# [TASK DETAILS]
Reproduce exactly, and only, the lines below from the one containing "Target: dark background" through the one containing "Target: red pepper strip".

# [SOURCE MATERIAL]
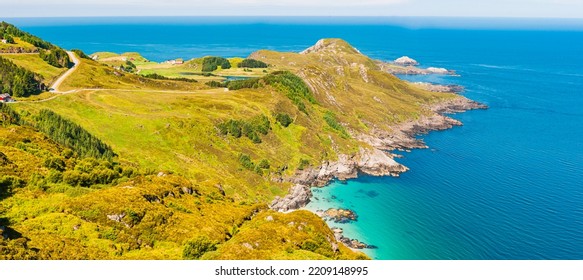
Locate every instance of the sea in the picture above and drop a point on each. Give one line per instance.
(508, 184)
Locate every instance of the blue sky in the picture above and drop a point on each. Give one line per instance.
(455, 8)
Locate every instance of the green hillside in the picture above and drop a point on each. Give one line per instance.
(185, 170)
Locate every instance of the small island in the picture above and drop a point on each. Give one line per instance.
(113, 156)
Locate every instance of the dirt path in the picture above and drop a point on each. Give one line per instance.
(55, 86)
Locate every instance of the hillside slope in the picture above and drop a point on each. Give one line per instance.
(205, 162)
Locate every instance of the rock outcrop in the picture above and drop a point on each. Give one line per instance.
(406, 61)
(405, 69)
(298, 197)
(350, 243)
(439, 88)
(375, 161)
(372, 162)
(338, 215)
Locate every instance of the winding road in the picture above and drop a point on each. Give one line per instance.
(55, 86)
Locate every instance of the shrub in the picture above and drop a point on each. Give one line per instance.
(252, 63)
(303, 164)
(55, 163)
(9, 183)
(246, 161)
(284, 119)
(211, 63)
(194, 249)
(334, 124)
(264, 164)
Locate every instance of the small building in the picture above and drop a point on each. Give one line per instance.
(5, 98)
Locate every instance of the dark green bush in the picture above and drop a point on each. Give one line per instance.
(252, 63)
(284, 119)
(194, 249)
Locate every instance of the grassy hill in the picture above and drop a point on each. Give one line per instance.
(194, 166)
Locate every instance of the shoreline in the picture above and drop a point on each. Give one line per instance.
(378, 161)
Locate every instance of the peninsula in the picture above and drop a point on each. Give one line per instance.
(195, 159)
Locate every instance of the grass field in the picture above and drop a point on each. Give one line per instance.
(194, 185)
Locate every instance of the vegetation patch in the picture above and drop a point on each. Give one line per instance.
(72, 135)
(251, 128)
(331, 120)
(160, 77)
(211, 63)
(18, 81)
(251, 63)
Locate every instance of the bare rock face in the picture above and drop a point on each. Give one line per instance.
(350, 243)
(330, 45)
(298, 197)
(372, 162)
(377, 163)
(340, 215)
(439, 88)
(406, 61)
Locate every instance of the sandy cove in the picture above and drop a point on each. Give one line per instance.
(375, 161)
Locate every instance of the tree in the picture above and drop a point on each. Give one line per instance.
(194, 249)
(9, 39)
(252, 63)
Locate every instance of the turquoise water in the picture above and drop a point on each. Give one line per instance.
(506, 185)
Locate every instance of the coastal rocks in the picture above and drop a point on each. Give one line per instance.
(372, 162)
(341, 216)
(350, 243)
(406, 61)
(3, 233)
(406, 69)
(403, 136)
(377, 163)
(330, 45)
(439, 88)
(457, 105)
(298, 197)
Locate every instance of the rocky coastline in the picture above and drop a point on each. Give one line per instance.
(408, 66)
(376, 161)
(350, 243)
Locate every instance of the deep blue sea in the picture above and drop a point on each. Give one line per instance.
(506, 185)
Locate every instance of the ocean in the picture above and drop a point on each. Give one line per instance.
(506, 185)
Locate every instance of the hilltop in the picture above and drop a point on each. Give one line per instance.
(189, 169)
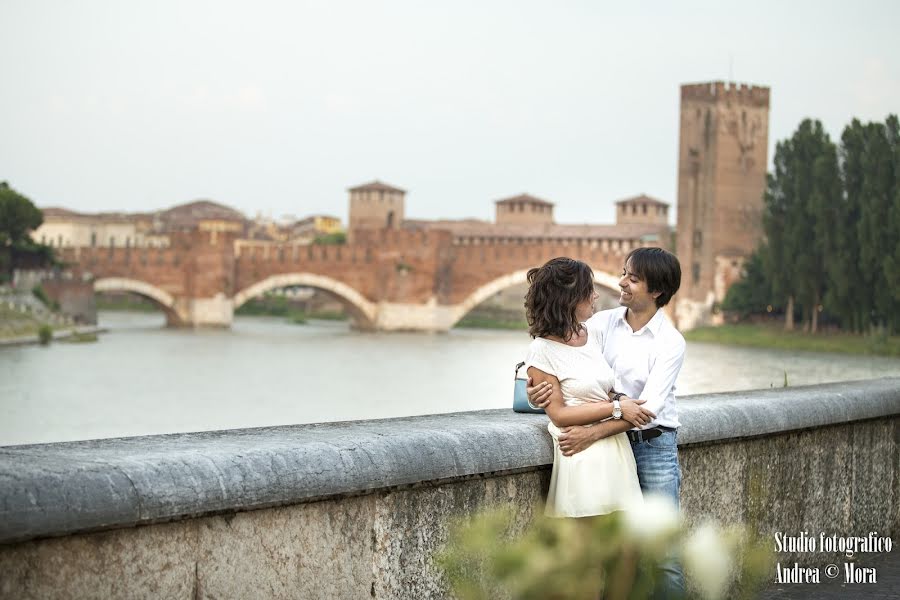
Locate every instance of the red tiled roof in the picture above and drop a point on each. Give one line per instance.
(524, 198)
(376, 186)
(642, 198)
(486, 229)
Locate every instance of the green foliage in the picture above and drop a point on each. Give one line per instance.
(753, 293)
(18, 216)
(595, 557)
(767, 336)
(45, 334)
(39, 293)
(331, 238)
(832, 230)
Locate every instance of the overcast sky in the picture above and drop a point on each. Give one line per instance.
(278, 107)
* * *
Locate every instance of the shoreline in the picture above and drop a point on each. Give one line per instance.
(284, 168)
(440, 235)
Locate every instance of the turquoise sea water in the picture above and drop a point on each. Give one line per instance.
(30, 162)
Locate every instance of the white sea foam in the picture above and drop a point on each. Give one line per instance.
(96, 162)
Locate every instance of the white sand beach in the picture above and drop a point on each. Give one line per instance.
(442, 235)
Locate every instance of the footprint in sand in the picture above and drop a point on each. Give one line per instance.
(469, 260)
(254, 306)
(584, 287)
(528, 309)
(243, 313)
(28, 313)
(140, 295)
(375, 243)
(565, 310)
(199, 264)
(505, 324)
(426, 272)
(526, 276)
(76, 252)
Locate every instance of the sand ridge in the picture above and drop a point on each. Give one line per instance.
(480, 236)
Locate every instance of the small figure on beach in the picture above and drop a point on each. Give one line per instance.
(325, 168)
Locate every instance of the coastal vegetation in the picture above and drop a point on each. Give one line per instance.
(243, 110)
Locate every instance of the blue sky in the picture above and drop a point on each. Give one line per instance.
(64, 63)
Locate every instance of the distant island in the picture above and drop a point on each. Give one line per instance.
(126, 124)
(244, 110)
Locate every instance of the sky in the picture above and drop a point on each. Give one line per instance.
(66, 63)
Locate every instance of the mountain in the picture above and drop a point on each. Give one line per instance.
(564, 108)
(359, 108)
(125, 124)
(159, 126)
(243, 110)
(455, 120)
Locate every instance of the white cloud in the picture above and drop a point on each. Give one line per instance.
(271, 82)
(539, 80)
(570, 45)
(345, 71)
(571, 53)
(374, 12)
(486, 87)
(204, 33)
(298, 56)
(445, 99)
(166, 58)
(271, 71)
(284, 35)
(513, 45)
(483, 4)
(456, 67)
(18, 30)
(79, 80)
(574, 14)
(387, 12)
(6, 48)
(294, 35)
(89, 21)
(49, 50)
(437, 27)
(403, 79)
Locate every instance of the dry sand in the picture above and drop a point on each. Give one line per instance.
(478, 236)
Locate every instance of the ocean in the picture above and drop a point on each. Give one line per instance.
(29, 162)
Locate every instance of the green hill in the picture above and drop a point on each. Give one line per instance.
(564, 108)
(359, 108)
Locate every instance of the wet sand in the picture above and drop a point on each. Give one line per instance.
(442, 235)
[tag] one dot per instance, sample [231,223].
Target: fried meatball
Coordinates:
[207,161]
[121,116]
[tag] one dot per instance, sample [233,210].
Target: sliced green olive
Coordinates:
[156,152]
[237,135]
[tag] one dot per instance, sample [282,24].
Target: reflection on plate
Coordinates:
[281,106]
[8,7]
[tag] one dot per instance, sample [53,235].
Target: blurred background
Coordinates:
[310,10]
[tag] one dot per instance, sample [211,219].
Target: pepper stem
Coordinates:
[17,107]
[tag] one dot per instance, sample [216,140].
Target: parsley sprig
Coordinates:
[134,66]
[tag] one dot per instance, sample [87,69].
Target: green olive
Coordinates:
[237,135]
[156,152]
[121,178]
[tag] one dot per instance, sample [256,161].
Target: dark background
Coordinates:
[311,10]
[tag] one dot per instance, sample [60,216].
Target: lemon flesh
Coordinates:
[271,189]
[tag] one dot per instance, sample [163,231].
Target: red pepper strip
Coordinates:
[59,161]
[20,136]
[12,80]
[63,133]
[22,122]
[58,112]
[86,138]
...
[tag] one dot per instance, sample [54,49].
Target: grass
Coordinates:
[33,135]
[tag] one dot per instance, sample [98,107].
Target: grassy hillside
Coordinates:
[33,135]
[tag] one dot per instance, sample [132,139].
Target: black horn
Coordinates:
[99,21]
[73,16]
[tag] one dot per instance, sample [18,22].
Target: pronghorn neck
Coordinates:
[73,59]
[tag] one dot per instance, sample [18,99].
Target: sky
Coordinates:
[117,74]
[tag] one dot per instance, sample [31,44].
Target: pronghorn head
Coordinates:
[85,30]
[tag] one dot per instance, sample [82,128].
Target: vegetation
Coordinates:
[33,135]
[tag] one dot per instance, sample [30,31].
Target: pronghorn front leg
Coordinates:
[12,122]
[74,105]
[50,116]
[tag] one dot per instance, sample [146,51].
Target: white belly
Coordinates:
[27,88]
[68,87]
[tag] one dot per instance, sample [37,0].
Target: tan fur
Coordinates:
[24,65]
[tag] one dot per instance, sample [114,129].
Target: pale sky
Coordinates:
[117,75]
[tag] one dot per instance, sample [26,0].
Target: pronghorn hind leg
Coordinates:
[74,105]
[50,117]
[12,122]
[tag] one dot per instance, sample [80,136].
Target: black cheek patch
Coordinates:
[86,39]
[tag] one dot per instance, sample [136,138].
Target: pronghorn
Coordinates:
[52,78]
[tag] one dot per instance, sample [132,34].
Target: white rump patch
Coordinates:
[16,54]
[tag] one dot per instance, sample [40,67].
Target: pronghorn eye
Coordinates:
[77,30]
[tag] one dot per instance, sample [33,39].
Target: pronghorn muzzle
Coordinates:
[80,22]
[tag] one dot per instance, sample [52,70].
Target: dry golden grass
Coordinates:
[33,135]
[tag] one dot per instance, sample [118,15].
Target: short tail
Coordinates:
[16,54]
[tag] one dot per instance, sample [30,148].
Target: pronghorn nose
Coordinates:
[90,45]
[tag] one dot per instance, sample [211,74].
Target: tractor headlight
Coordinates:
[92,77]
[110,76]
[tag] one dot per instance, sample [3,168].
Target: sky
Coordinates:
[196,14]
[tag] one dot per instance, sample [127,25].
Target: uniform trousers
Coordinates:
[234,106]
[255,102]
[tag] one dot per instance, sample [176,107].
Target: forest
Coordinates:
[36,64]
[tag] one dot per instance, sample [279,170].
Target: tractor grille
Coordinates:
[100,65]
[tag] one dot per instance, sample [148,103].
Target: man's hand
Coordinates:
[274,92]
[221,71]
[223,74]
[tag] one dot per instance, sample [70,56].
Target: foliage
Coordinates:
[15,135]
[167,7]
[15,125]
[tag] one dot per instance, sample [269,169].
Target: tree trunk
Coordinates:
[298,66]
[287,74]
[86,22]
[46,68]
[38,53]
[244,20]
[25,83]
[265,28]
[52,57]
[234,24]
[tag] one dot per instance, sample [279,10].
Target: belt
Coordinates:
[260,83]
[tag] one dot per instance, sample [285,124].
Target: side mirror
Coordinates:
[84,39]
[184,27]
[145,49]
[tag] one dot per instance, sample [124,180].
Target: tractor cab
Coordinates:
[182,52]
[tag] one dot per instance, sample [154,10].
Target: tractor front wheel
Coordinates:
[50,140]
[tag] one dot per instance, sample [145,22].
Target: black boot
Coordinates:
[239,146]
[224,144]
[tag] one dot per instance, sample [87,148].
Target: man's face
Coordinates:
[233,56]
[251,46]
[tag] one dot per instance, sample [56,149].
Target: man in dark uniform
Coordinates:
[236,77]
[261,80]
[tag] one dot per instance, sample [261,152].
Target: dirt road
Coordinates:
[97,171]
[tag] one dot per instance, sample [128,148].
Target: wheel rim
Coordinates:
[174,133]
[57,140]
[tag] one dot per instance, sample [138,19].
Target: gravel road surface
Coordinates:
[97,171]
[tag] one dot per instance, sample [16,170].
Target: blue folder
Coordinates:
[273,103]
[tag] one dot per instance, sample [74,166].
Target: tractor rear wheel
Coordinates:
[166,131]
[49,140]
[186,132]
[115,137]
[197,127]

# [YOUR RESPONSE]
Target: dark background
Coordinates:
[311,10]
[tag] one dot per instance, sample [60,216].
Target: lemon flesh
Coordinates:
[271,189]
[tag] one dot per instance, sample [163,231].
Target: red pepper strip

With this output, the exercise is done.